TASKS TO PERFORM
#1 Rewrite the stretch of the article on the Chengdu consulate closure from "The US Consulate-General" through "the restive region.", replacing "State Department" with "Department of State".
#2 Answer these questions about the article on the Chengdu consulate closure.
(a) Which Chinese consulate did Washington order closed?
(b) In what year did the U.S. consulate in Chengdu open?
(c) What issues does the article list as points of clash between the two powers?

EXTRACT PROVIDED
• • •
The United States has complied with a request to shut a consulate general in China, the Chinese Foreign Ministry said Monday, following an escalation of tensions over Beijing's alleged spying activities that led Washington to order the closure of the Chinese consulate in Houston.

In retaliation for the U.S. order, which was issued last Tuesday, the Chinese government requested the United States shut its equivalent liaison office in the southwestern city of Chengdu, the capital of Sichuan Province.

The US Consulate-General in Chengdu is pictured on July 23, 2020 in Chengdu, Sichuan Province of China. (VCG/Getty/Kyodo)

"We are disappointed by the Chinese Communist Party's decision (to withdraw consent for operation of the U.S. consulate in Chengdu) and will strive to continue our outreach to the people in this important region through our other posts in China," a U.S. State Department spokesperson said in a statement Monday.

The U.S. consulate in Chengdu, which opened in 1985, has been responsible for monitoring the situation in Tibet, invaded by Beijing in 1950, as Chinese President Xi Jinping has vowed to fight "separatism" in the restive region.

The tit-for-tat consulate closures are the latest sign of the increasingly deteriorating ties between the world's two major powers, which have clashed over issues ranging from trade, Hong Kong, the South China Sea as well as the origins of the novel coronavirus.
• • •
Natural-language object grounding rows
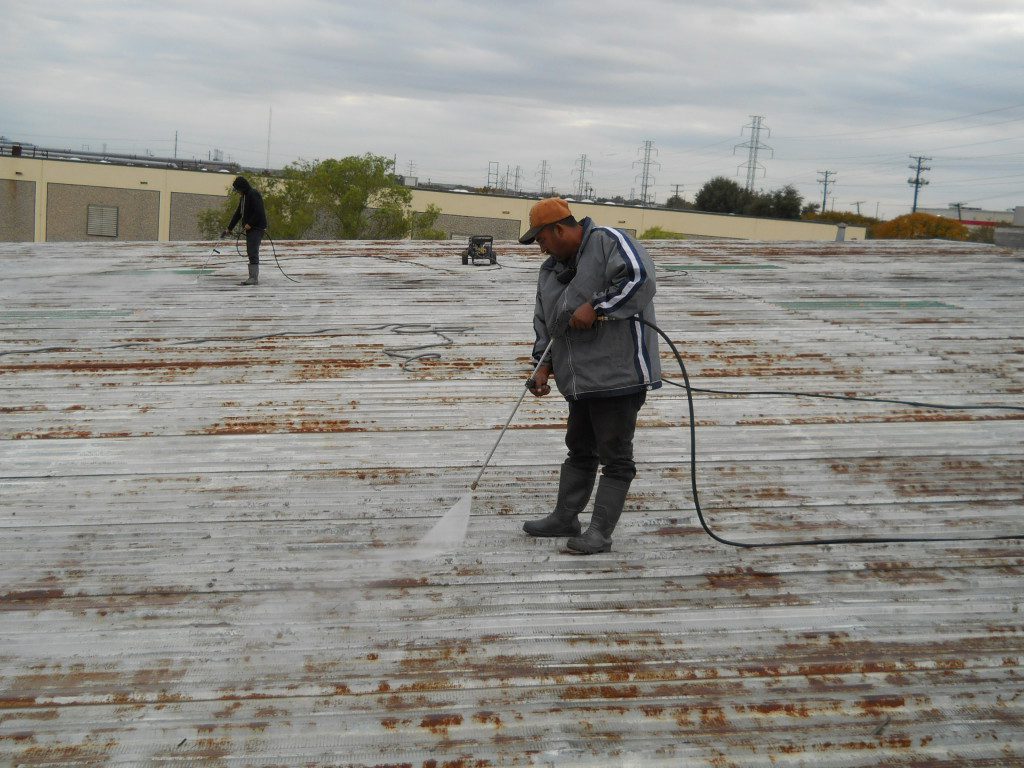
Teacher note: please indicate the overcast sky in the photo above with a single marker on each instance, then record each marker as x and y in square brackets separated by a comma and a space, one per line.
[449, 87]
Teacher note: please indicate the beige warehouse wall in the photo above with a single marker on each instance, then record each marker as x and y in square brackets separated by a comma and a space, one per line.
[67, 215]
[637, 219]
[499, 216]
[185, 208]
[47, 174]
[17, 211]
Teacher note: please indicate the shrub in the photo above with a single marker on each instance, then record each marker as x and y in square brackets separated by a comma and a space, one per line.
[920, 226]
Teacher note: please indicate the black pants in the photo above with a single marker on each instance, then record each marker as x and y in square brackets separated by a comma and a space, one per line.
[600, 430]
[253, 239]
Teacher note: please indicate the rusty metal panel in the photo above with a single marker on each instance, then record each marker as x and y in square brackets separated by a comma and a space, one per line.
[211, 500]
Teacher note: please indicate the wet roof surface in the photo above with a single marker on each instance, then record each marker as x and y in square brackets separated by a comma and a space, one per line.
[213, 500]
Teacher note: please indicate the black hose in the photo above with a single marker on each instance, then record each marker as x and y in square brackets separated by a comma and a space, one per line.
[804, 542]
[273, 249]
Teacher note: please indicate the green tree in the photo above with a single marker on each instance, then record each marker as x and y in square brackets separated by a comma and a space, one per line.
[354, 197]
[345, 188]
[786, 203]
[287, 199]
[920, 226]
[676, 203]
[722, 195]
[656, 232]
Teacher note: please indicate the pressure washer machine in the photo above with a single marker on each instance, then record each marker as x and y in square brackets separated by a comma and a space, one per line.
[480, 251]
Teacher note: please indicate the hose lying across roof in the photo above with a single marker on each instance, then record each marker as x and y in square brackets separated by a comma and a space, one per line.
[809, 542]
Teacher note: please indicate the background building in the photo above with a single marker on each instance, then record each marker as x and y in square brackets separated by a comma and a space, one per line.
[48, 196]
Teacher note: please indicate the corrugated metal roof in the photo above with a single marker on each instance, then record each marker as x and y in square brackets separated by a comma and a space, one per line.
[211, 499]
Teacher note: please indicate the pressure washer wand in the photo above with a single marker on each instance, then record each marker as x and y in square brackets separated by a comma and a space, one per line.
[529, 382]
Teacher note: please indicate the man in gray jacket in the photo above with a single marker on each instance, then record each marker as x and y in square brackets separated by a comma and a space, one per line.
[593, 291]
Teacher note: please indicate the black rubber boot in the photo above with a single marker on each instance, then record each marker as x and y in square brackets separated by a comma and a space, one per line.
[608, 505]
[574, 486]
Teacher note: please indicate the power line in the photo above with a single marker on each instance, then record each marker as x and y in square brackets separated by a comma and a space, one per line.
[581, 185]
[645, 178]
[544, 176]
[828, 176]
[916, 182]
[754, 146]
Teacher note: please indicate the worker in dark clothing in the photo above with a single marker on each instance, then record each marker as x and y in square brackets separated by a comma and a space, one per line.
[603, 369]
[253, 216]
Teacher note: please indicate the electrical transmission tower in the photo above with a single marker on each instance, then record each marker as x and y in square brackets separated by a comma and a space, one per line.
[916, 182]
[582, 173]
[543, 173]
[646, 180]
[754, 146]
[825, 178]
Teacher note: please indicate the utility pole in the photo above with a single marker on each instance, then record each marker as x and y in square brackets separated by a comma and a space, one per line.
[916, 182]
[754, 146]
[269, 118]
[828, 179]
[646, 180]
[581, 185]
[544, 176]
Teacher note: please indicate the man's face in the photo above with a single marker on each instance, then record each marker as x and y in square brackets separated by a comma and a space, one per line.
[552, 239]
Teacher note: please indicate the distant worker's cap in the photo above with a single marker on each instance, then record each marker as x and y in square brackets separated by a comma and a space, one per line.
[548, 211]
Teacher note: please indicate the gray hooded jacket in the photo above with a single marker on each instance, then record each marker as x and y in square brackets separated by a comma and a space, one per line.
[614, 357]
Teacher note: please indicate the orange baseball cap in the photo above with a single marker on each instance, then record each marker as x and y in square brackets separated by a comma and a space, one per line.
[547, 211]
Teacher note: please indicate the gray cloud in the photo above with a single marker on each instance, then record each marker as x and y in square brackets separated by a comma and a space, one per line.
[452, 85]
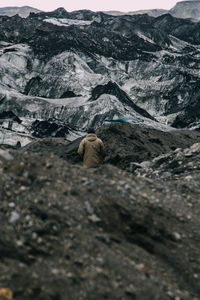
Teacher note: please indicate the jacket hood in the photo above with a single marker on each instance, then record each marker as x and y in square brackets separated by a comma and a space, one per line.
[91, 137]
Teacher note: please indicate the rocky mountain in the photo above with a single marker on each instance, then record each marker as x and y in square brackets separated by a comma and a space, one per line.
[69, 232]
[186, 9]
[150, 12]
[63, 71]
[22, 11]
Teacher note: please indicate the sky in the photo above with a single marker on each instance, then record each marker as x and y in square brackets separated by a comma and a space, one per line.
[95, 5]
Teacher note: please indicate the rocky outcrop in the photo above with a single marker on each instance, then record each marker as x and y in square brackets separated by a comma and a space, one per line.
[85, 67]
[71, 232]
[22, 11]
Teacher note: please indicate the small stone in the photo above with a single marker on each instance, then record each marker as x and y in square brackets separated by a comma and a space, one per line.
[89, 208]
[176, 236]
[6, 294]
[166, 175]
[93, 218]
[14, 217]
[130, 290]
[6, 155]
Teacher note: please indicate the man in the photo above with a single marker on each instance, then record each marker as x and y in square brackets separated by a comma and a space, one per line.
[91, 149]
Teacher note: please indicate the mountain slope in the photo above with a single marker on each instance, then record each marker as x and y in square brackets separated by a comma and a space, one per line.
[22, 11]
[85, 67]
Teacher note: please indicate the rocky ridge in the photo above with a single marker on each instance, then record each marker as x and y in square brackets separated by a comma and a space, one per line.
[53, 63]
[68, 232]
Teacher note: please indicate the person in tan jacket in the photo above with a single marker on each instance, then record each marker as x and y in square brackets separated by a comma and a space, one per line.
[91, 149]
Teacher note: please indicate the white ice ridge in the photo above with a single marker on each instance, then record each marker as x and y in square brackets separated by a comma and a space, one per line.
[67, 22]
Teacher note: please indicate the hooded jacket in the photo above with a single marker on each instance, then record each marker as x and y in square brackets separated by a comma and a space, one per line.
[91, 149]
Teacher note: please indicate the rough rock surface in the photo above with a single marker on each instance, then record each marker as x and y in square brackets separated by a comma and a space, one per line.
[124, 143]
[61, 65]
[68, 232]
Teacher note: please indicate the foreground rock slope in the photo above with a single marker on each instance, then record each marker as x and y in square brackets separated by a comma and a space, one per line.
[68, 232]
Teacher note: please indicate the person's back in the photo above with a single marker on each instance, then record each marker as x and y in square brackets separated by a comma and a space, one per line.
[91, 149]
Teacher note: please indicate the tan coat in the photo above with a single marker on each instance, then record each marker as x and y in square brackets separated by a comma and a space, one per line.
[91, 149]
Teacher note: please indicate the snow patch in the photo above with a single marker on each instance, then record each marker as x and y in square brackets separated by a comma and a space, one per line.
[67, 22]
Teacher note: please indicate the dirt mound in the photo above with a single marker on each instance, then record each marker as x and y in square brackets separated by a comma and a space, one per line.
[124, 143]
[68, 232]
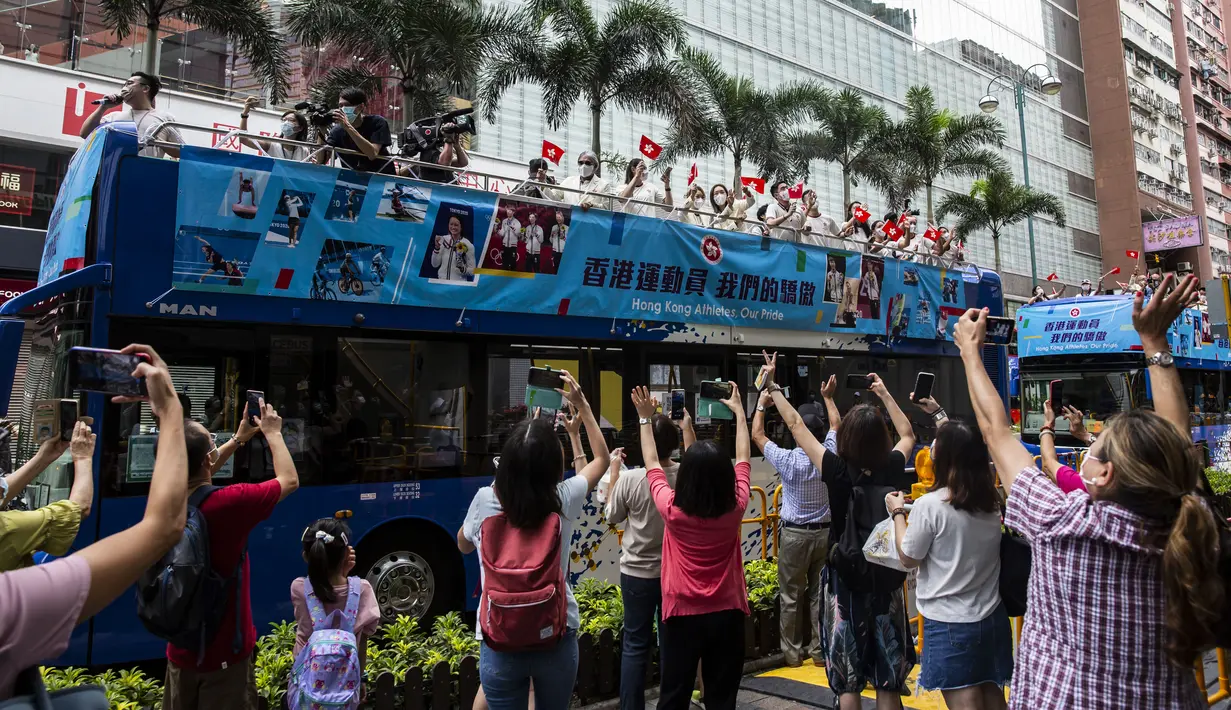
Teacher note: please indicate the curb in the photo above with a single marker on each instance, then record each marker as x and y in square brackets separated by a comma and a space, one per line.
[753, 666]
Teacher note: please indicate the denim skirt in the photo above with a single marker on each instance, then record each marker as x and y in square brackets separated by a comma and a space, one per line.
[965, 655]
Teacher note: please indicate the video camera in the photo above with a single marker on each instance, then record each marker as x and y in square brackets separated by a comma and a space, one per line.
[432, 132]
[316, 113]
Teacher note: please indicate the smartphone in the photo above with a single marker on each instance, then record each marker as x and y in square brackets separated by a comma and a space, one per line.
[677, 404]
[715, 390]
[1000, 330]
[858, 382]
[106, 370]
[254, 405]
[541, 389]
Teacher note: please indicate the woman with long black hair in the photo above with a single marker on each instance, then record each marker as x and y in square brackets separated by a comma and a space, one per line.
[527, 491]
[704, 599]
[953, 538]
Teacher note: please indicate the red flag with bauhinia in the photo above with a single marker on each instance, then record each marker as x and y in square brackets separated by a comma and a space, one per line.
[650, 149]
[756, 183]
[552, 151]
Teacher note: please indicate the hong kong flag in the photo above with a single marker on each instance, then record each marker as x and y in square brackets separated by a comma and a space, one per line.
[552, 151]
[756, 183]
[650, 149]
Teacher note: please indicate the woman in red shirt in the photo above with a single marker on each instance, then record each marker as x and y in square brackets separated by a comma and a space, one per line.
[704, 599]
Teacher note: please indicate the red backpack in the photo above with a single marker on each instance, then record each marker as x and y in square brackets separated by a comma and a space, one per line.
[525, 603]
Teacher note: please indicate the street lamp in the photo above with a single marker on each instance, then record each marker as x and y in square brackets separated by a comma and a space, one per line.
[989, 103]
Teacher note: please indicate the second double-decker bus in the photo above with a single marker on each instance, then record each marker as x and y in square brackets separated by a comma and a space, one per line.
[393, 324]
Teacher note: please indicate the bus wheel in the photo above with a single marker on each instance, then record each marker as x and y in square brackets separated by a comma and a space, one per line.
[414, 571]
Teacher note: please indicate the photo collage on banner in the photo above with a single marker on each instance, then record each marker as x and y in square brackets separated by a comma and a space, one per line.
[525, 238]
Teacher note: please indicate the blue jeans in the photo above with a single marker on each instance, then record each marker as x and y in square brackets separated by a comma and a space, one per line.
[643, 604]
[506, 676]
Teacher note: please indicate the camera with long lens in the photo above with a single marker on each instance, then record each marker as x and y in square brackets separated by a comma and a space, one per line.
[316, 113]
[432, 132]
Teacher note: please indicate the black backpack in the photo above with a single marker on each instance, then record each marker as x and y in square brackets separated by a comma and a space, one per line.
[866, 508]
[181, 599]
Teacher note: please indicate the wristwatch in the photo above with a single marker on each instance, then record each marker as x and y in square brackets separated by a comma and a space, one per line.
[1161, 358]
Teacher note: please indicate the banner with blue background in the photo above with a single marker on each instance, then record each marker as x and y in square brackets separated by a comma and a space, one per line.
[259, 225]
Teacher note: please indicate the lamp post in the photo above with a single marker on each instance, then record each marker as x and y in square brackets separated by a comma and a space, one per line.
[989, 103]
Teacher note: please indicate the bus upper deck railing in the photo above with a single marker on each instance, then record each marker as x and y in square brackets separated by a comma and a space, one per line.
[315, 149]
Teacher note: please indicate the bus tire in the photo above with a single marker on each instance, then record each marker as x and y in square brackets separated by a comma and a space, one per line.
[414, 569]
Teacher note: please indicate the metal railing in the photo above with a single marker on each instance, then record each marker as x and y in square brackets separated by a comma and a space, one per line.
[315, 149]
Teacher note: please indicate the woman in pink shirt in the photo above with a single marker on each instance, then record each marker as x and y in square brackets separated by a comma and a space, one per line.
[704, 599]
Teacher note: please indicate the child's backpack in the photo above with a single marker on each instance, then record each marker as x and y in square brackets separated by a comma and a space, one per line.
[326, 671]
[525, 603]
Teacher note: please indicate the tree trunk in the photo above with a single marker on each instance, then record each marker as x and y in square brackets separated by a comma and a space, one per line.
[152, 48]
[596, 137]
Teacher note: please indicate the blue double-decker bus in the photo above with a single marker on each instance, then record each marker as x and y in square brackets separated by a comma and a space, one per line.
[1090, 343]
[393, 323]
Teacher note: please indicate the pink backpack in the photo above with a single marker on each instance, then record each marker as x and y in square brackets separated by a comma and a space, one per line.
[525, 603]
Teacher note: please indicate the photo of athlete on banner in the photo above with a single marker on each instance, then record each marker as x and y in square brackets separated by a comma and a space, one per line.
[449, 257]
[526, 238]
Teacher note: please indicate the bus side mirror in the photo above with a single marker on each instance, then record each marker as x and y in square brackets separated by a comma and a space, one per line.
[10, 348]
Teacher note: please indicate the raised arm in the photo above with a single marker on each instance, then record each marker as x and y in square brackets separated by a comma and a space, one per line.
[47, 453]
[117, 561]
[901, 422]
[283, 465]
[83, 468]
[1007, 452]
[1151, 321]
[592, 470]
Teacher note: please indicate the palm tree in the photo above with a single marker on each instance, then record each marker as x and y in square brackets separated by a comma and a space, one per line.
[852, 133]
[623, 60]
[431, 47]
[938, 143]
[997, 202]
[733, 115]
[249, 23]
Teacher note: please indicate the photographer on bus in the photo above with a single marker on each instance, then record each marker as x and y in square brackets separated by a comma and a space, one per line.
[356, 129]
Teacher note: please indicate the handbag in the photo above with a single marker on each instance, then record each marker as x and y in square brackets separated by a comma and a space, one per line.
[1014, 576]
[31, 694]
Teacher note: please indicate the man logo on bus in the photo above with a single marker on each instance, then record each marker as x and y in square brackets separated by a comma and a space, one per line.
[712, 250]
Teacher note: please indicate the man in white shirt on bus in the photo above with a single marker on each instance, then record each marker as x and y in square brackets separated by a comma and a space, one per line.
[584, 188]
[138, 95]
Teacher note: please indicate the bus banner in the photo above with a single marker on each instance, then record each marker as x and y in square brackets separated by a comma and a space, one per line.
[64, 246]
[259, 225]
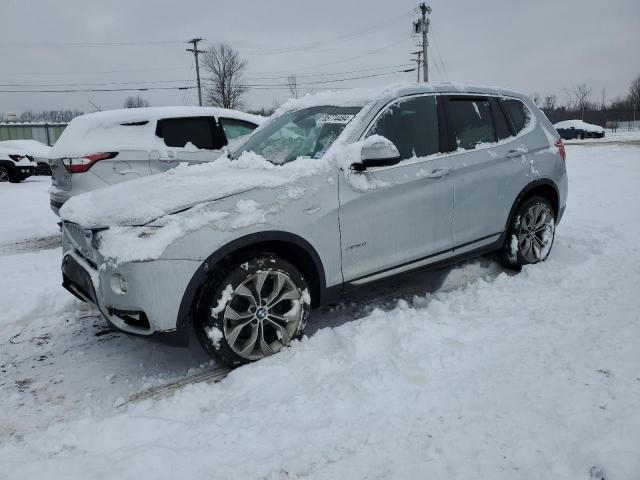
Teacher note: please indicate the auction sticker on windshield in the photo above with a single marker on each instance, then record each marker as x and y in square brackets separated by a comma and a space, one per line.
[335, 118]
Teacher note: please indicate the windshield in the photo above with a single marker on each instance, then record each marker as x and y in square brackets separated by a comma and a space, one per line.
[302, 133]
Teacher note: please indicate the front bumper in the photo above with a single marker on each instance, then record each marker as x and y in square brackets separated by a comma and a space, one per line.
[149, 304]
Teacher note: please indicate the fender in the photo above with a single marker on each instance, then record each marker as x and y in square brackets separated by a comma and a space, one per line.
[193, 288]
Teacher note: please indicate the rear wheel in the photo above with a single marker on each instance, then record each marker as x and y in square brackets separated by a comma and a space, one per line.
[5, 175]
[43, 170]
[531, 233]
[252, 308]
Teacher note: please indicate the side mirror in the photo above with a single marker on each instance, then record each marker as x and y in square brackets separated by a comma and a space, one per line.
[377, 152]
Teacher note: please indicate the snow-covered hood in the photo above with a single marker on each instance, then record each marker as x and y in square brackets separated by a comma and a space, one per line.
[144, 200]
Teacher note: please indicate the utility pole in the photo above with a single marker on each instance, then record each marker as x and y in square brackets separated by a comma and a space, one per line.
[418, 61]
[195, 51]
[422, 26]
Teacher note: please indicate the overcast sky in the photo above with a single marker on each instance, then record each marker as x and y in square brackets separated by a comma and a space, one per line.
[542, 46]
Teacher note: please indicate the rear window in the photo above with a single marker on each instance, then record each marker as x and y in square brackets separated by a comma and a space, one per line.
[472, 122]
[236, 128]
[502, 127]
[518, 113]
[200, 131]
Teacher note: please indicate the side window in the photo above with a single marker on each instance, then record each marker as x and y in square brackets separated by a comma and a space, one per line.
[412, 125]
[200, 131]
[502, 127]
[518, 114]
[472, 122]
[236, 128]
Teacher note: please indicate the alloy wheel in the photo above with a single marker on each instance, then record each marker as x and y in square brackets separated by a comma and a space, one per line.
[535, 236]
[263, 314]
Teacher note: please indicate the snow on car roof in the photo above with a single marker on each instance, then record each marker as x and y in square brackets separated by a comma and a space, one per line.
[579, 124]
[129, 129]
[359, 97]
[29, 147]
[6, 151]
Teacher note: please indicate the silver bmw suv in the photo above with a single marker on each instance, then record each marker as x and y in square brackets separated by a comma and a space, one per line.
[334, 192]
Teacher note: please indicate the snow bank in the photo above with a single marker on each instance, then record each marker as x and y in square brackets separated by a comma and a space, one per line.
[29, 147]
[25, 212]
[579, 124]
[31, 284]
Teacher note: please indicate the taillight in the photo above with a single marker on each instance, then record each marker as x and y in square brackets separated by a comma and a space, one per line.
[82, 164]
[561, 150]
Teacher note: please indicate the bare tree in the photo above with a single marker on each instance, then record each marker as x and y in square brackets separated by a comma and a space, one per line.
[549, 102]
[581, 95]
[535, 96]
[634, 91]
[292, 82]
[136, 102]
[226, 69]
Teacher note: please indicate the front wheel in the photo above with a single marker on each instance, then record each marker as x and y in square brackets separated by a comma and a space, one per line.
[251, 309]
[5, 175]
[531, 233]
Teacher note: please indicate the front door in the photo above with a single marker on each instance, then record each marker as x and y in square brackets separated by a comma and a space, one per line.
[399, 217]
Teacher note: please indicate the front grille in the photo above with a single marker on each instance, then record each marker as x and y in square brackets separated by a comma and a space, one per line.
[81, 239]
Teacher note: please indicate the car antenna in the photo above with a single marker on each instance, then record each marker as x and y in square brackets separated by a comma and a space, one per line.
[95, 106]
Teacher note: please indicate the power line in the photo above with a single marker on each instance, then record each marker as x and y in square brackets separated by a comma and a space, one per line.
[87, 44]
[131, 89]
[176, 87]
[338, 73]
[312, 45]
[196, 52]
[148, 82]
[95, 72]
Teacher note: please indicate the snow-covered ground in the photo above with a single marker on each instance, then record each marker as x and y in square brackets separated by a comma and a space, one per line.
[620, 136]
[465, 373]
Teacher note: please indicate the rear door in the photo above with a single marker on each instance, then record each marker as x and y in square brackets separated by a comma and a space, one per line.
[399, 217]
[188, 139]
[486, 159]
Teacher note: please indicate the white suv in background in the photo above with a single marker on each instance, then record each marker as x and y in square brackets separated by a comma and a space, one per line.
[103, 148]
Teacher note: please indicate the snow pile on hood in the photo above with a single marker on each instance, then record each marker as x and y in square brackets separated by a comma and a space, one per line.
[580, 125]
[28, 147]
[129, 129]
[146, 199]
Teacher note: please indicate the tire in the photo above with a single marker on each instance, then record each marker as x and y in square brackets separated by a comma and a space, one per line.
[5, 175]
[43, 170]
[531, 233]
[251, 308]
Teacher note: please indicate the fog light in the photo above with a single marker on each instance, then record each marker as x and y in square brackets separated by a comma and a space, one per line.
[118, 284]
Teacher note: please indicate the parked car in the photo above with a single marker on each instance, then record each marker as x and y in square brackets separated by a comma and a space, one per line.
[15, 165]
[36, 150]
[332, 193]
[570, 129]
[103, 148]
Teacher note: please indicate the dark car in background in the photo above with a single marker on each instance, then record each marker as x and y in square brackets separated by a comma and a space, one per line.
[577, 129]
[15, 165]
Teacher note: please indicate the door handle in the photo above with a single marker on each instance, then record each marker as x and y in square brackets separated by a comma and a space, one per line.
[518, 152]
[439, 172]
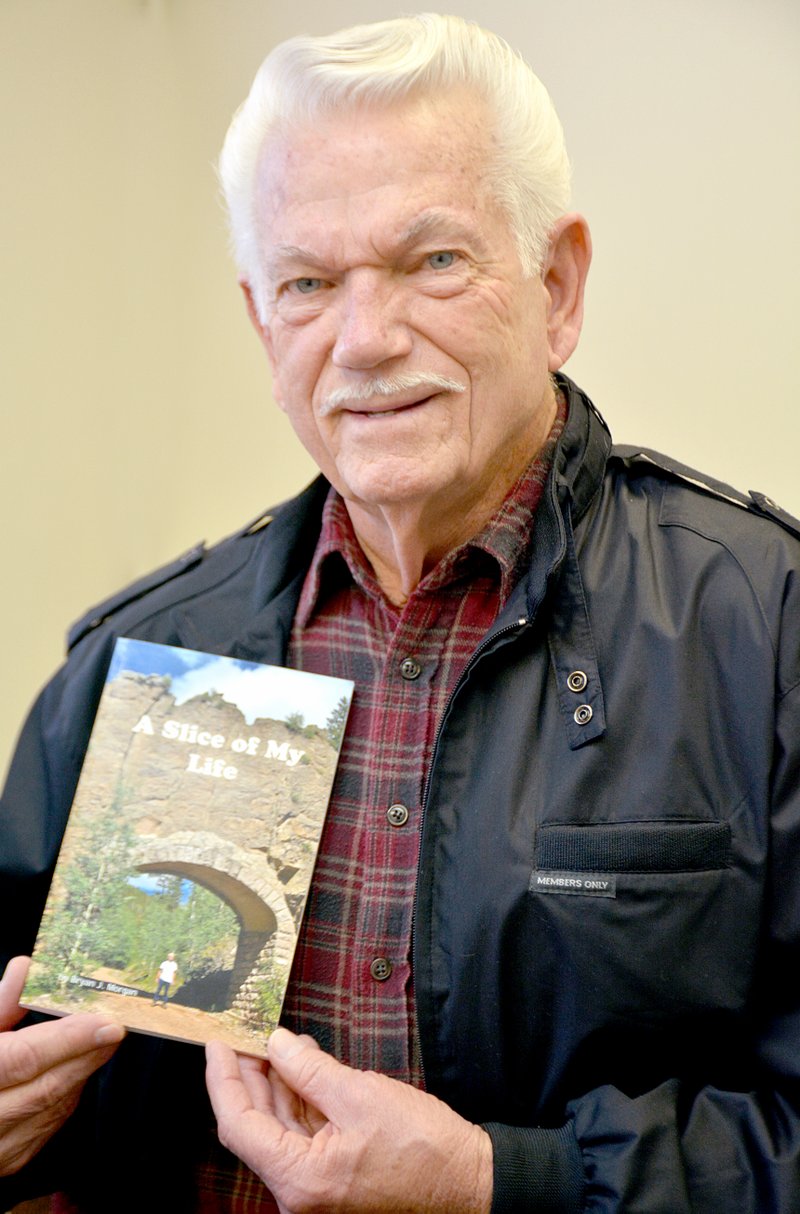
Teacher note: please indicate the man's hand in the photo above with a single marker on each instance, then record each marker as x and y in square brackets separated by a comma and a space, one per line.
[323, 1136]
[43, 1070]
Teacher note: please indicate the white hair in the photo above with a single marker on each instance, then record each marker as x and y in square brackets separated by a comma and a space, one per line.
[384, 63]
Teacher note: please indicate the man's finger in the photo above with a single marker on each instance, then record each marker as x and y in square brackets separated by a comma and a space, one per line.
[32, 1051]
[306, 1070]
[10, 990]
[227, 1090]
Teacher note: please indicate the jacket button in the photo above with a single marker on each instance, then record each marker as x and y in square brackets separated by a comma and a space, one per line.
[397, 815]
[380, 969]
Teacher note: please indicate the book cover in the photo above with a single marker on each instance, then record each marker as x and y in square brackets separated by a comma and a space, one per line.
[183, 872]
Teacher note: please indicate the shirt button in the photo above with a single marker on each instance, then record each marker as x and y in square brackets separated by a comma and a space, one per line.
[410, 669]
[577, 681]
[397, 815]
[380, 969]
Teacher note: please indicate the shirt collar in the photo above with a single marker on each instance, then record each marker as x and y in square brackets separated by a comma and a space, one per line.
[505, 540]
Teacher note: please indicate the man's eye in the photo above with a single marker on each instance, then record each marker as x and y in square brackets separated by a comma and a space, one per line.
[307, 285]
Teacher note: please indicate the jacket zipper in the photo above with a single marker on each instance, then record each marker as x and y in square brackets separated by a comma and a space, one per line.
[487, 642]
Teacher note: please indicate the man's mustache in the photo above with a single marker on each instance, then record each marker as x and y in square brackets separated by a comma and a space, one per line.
• • •
RESPONSES FOR EACH TASK
#1
The US Consulate-General in Chengdu is pictured on July 23, 2020 in Chengdu, Sichuan Province of China. (VCG/Getty/Kyodo)

"We are disappointed by the Chinese Communist Party's decision (to withdraw consent for operation of the U.S. consulate in Chengdu) and will strive to continue our outreach to the people in this important region through our other posts in China," a U.S. Department of State spokesperson said in a statement Monday.

The U.S. consulate in Chengdu, which opened in 1985, has been responsible for monitoring the situation in Tibet, invaded by Beijing in 1950, as Chinese President Xi Jinping has vowed to fight "separatism" in the restive region.

#2
(a) The Chinese consulate in Houston.
(b) 1985.
(c) Trade, Hong Kong, the South China Sea and the origins of the novel coronavirus.